Aufgabe 1
Geben Sie den Absatz des zitierten Auszugs, der mit „Begründet wurde die Entscheidung damit“ beginnt, in knapperer Form wieder und behalten Sie seine wesentlichen Fakten bei.
Aufgabe 2
Führen Sie die Entscheidung des Verwaltungsgerichtshofs zum Aufenthaltsgesetz im Anschluss an ihren letzten Satz weiter.

Zitierter Auszug
-*-

VwGH 95/19/0131

VwGH95/19/013122.2.1996

Der Verwaltungsgerichtshof hat durch den Vorsitzenden Senatspräsident Dr. Dorner und die Hofräte Dr. Holeschofsky, Dr. Bachler, Dr. Dolp und Dr. Zens als Richter, im Beisein des Schriftführers Mag. Kopp, über die Beschwerde der K in D, vertreten durch Dr. A, Rechtsanwalt in W, gegen den Bescheid des Bundesministers für Inneres vom 24. April 1995, Zl. 107.628/2-III/11/94, betreffend Bewilligung nach dem Aufenthaltsgesetz, zu Recht erkannt:

Normen

AufG 1992 §3 Abs3 idF 1992/466;
AufG 1992 §9 Abs3;
AufG 1992 §3 Abs3 idF 1992/466;
AufG 1992 §9 Abs3;

 

Spruch:

Der angefochtene Bescheid wird wegen Rechtswidrigkeit infolge Verletzung von Verfahrensvorschriften aufgehoben.

Der Bund hat der Beschwerdeführerin Aufwendungen in der Höhe von S 12.890,-- binnen zwei Wochen bei sonstiger Exekution zu ersetzen.

Begründung

Mit dem im Instanzenzug ergangenen (angefochtenen) Bescheid des Bundesministers für Inneres (der belangten Behörde) vom 24. April 1995 wurde der (bei der Bezirkshauptmannschaft Melk eingebrachte) Antrag der Beschwerdeführerin auf Erteilung einer Bewilligung nach dem Aufenthaltsgesetz (AufG) gemäß § 9 Abs. 3 dieses Gesetzes (in der Fassung vor der Novelle BGBl. Nr. 351/1995) abgewiesen.

Begründet wurde die Entscheidung damit, daß die mit der Verordnung der Bundesregierung über die Anzahl der Bewilligungen nach dem AufG für 1995, BGBl. Nr. 1023/1994, für das Bundesland Niederösterreich festgesetzte Höchstzahl von 1700 Bewilligungen "nunmehr" erreicht sei, sodaß gemäß § 9 Abs. 3 a.F. AufG keine weiteren Bewilligungen mehr erteilt werden dürften. Auch bei eingehender Prüfung des Gesamtvorbringens der Beschwerdeführerin könne ein Rechtsanspruch für die Erteilung einer Aufenthaltsbewilligung nicht abgeleitet werden.

Gegen diesen Bescheid richtet sich die vorliegende Beschwerde, mit welcher die Aufhebung des angefochtenen Bescheides wegen Rechtswidrigkeit seines Inhaltes und wegen Rechtswidrigkeit infolge Verletzung von Verfahrensvorschriften beantragt wird.

Die belangte Behörde legte die Akten des Verwaltungsverfahrens vor und beantragte die kostenpflichtige Abweisung der Beschwerde.

-*-

Bereitgestellte Daten
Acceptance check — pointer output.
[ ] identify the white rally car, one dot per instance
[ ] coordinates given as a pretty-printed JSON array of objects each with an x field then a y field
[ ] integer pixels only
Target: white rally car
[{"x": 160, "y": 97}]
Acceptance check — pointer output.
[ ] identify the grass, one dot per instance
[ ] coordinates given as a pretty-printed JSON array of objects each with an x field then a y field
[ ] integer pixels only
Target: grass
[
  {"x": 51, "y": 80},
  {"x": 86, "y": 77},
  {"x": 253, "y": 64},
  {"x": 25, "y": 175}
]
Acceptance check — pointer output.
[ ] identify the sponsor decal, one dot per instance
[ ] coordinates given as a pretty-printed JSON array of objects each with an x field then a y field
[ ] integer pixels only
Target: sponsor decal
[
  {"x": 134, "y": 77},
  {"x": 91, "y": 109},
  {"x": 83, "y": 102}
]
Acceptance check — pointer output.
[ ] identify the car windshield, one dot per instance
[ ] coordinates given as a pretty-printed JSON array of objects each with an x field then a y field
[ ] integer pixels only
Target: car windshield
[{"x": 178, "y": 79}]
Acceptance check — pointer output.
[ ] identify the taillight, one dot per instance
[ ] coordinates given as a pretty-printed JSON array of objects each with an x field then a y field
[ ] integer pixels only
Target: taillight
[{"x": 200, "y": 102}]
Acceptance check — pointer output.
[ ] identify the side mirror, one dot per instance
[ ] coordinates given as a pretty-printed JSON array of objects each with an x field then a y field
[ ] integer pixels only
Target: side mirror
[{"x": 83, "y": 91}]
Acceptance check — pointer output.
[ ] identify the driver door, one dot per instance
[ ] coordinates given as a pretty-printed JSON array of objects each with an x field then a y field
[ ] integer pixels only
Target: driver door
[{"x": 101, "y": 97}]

-*-

Ergebnis 1
Die Behörde begründete die Abweisung damit, dass die Höchstzahl von 1700 Bewilligungen nach dem AufG erreicht sei. Diese Zahl hatte die Bundesregierung für 1995 für Niederösterreich per Verordnung (BGBl. Nr. 1023/1994) festgesetzt. Deshalb dürften nach § 9 Abs. 3 a.F. AufG keine weiteren Bewilligungen erteilt werden. Auch aus dem gesamten Vorbringen der Beschwerdeführerin lasse sich kein Rechtsanspruch auf eine Aufenthaltsbewilligung ableiten.

Ergebnis 2
Der Verwaltungsgerichtshof hat erwogen:

Im Hinblick auf die Zustellung des angefochtenen Bescheides am 28. April 1995 hatte die belangte Behörde die vor Inkrafttreten der Novelle BGBl. Nr. 351/1995 geltende Rechtslage anzuwenden.

Gemäß § 2 Abs. 1 a.F. AufG hat die Bundesregierung für jeweils ein Jahr mit Verordnung die Anzahl der Bewilligungen festzulegen, die höchstens erteilt werden dürfen; gemäß § 2 Abs. 2 a.F. AufG sind hiebei die Bewilligungen auf die Länder aufzuteilen. Mit der Verordnung der Bundesregierung über die Anzahl der Bewilligungen nach dem Aufenthaltsgesetz für 1995, BGBl. Nr. 1023/1994, wurde für das Land Niederösterreich eine Höchstzahl von 1700 Bewilligungen festgelegt. Gemäß § 9 Abs. 3 a. F. AufG dürfen keine weiteren Bewilligungen erteilt werden, sobald die gemäß § 2 Abs. 1 a.F. AufG festgelegte Anzahl erreicht ist. Nach dem zweiten Absatz des § 9 Abs. 3 a.F. AufG ist die Entscheidung über anhängige Anträge gemäß § 3 auf das folgende Jahr zu verschieben; andere anhängige Anträge sind abzuweisen. Gemäß § 3 Abs. 3 zweiter Satz a.F. AufG kann "in besonders berücksichtigungswürdigen Fällen ..., wenn dies zur Vermeidung einer BESONDEREN HÄRTE geboten ist, eine Bewilligung ... volljährigen Kindern ... von Fremden, die aufgrund einer Bewilligung oder sonst gemäß § 1 Abs. 3 Z. 1 bis 5 rechtmäßig ohne Bewilligung seit mehr als zwei Jahren den Hauptwohnsitz in Österreich haben, erteilt werden, wenn sie von diesen wirtschaftlich abhängig sind".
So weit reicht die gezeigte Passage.